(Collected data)
[Begin]
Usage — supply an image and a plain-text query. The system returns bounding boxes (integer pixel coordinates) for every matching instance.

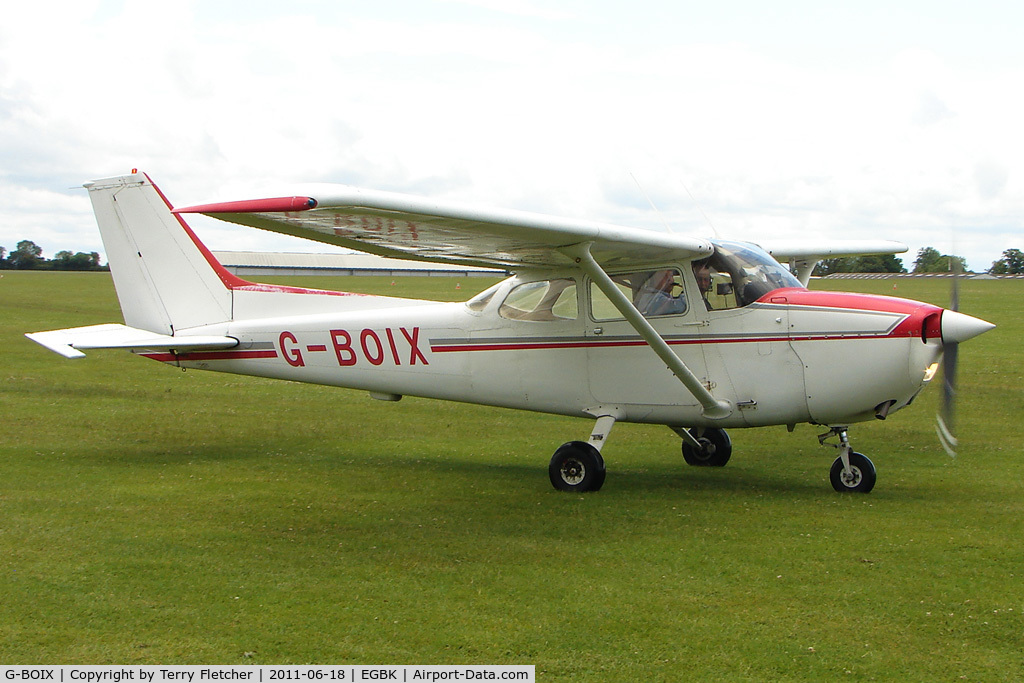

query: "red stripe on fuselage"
[139,350,278,362]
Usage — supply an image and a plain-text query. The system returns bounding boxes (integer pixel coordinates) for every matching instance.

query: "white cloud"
[0,0,1024,268]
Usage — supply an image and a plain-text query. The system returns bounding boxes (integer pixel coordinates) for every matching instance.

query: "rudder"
[85,173,235,335]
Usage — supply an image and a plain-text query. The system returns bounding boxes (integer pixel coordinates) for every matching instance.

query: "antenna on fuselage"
[627,171,675,233]
[679,178,722,240]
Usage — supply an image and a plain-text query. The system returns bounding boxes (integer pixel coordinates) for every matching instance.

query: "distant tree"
[48,251,99,270]
[7,240,43,270]
[913,247,967,272]
[988,249,1024,275]
[814,254,906,276]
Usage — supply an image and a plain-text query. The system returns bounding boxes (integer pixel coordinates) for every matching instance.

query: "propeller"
[935,264,995,458]
[935,268,959,458]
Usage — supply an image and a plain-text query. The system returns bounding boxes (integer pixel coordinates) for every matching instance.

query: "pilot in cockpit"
[634,268,686,316]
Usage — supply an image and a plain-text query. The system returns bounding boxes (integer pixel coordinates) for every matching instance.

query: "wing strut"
[560,242,732,420]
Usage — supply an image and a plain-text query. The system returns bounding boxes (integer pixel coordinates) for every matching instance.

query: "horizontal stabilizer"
[25,323,239,358]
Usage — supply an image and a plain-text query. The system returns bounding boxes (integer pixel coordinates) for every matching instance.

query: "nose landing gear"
[818,426,876,494]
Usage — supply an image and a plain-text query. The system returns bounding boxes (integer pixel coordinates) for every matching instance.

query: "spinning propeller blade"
[935,258,995,458]
[935,268,959,458]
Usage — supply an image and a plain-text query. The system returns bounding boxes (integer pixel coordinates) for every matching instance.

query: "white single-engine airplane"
[27,172,993,493]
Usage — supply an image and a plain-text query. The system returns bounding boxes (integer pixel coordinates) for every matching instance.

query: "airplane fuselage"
[142,276,942,427]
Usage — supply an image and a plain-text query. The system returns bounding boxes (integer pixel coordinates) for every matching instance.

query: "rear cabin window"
[590,268,688,321]
[498,279,580,323]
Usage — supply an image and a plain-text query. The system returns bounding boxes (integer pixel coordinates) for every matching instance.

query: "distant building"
[213,251,505,278]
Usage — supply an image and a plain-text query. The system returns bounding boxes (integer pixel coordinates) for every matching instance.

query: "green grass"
[0,271,1024,681]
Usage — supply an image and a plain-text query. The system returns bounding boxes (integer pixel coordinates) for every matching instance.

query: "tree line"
[0,240,110,270]
[813,247,1024,276]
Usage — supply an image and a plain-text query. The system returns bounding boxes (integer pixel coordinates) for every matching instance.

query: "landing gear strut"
[672,427,732,467]
[818,426,876,494]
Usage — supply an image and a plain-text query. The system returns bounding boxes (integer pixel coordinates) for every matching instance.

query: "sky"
[0,0,1024,270]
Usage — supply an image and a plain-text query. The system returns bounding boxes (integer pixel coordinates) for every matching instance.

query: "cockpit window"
[693,240,803,310]
[498,278,579,323]
[590,268,687,321]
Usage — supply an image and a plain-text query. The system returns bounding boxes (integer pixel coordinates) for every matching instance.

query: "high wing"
[175,185,712,269]
[176,185,732,419]
[761,240,907,287]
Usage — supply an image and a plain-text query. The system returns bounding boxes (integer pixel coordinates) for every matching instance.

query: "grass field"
[0,271,1024,681]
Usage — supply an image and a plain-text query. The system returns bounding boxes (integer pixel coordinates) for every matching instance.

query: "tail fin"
[85,173,244,335]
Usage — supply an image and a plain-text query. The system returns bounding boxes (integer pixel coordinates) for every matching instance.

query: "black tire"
[828,453,877,494]
[548,441,605,494]
[683,428,732,467]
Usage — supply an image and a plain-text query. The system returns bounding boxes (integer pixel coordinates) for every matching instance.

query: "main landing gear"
[548,415,876,494]
[818,426,876,494]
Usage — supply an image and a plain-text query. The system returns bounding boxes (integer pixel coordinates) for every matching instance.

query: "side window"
[692,258,736,310]
[498,279,580,323]
[590,268,687,321]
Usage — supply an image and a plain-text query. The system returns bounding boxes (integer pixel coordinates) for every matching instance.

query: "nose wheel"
[818,427,876,494]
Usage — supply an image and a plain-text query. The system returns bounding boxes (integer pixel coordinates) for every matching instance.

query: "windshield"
[693,240,803,309]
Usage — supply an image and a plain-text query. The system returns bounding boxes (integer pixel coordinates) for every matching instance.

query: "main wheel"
[683,428,732,467]
[548,441,605,493]
[828,453,876,494]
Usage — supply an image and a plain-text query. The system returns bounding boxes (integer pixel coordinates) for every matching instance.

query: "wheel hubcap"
[839,465,864,488]
[560,459,587,486]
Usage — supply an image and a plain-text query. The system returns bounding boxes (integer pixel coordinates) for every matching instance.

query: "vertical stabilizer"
[85,173,232,335]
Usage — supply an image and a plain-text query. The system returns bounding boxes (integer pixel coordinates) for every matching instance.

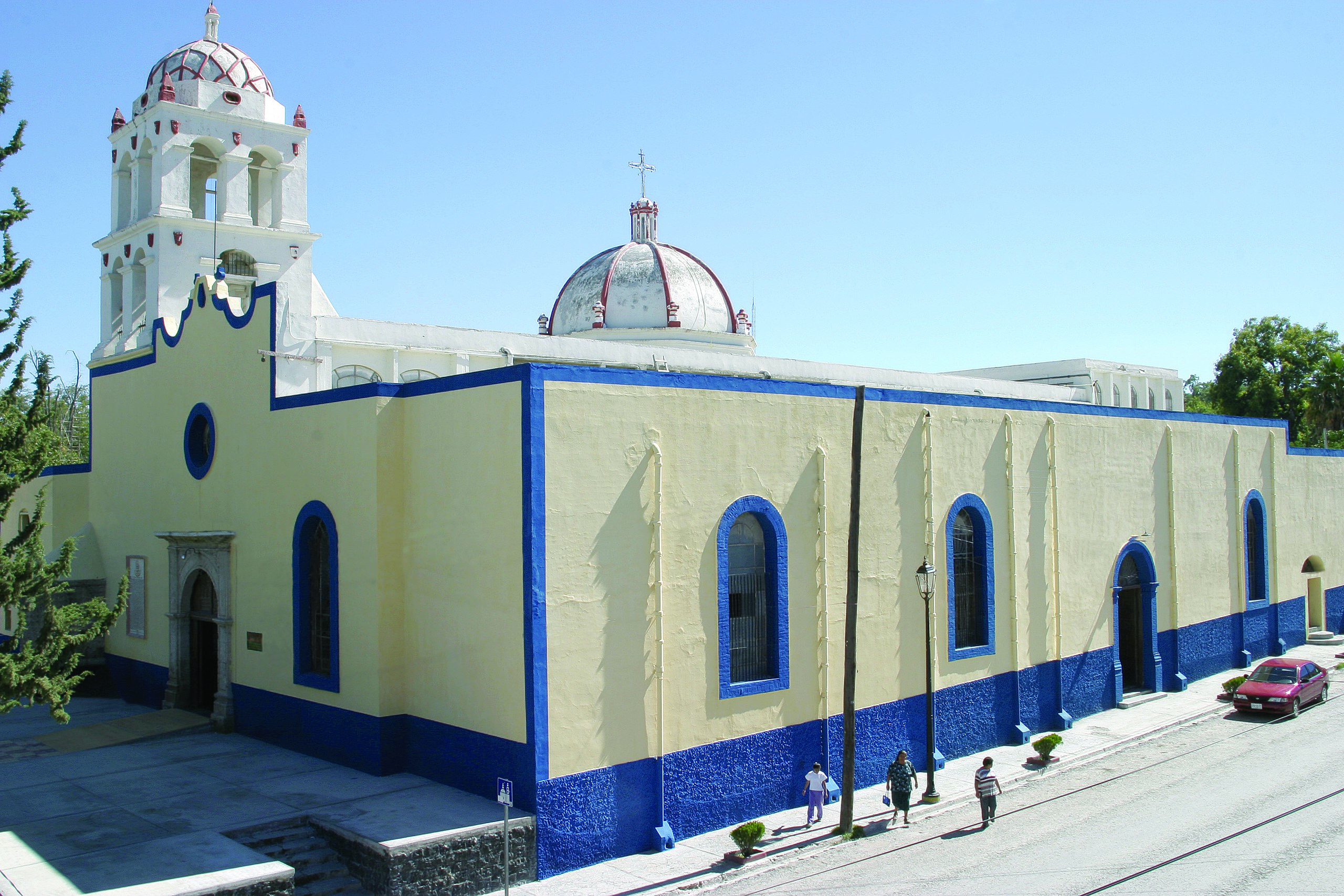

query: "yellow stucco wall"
[End]
To be done: Count the lines of the data above that contain the string "white", treating uppercase and lowercase as different. Reply with the number only.

Expected output: 2